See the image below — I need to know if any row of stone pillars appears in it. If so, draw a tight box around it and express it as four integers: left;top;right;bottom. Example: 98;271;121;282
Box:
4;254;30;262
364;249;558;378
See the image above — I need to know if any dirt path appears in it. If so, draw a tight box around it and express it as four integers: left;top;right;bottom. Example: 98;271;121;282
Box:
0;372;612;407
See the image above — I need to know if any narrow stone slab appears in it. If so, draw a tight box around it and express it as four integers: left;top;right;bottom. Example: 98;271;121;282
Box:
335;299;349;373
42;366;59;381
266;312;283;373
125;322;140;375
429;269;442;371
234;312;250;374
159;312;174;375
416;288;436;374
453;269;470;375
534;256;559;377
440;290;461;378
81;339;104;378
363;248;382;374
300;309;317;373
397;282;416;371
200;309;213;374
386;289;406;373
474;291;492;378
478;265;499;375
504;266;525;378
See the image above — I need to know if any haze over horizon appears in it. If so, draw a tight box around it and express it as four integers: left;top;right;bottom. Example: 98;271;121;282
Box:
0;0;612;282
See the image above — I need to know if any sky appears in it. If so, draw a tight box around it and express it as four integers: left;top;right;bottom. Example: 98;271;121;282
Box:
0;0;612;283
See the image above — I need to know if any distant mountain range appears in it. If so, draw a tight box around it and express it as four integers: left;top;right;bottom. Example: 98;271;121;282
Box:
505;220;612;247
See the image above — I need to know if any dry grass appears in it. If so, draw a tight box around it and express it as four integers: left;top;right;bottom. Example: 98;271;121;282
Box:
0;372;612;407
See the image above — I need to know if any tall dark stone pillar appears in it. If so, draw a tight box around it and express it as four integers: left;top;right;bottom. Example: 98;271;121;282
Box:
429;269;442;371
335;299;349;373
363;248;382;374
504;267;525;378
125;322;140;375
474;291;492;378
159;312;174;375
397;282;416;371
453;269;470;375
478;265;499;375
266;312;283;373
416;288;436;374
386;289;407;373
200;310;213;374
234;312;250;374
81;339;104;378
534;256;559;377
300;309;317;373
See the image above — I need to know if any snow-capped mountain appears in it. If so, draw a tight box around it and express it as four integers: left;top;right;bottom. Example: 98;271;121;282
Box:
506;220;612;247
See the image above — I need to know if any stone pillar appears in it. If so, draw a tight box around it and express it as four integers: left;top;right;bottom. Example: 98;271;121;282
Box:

PROBLEM DESCRIPTION:
Convert the listing above into a JSON array of strings with one string per line, omitting any blank lines.

FULL ANSWER:
[
  "See the image below — I need to know if any row of stone pillars appears in it. If so, draw a tight box around it and express it as four integers: left;top;right;bottom. Example: 98;271;121;282",
  "Box:",
  "4;254;30;262",
  "364;249;558;378",
  "See the image above — I need to know if any dirt path appears in it. If so, draw a tight box around it and express it as four integers: left;top;right;bottom. Example: 98;271;121;282",
  "Box:",
  "0;372;612;407",
  "See the image above — I need to know if any narrow stone slab appears in it. If so, draw a tight box around it and express it as four integers: left;top;right;bottom. Example: 98;271;121;282",
  "Box:",
  "335;299;349;373",
  "42;366;59;381",
  "266;312;283;373",
  "125;322;140;375",
  "429;269;442;371",
  "234;312;250;374",
  "159;312;174;375",
  "416;288;436;374",
  "453;269;470;375",
  "534;256;559;377",
  "440;290;461;378",
  "81;339;104;378",
  "363;248;382;374",
  "300;309;317;373",
  "397;282;416;371",
  "200;309;213;374",
  "386;289;406;373",
  "474;291;492;378",
  "478;265;499;375",
  "504;266;525;378",
  "See the image above — I need to know if any haze over horizon appears in it. If so, draw a tight box around it and express it as four integers: left;top;right;bottom. Example: 98;271;121;282",
  "Box:",
  "0;0;612;282",
  "See the image above — I need to know if any sky appears in it. If so, draw a tight box around it and express it as four integers: left;top;right;bottom. Example: 98;271;121;282",
  "Box:",
  "0;0;612;283",
  "See the image above — I need to know if any distant mountain range appears in it. If so, draw a tight box around it and express it as four integers: left;top;right;bottom. Example: 98;271;121;282",
  "Box:",
  "505;220;612;247",
  "See the image above — I need to know if any dry grass appears in it. If so, draw a tight box around it and express it as four integers: left;top;right;bottom. Example: 98;271;121;282",
  "Box:",
  "0;372;612;407",
  "See the image above — I need to know if any tall dark stone pillar appears in it. If so, draw a tight box around it and express it as four integers: left;top;right;bottom. Example: 98;271;121;282",
  "Box:",
  "429;269;442;371",
  "335;299;349;373",
  "363;248;382;374",
  "504;267;525;378",
  "125;322;140;375",
  "474;291;492;378",
  "159;312;174;375",
  "397;282;416;371",
  "453;269;470;375",
  "478;265;499;375",
  "266;312;283;373",
  "416;288;436;374",
  "386;289;407;373",
  "200;310;213;374",
  "234;312;250;374",
  "81;339;104;378",
  "534;256;559;377",
  "300;309;317;373",
  "See the image above — I need to know if any snow-capped mountain appears in it. If so, draw a tight box around it and express it as four integers: left;top;right;bottom. Example: 98;271;121;282",
  "Box:",
  "506;220;612;247",
  "See the image above — I need to know if any stone pillar appears in it. If so, draw a tight box around it and express it as four integers: left;top;right;bottom. Example: 98;271;121;282",
  "Box:"
]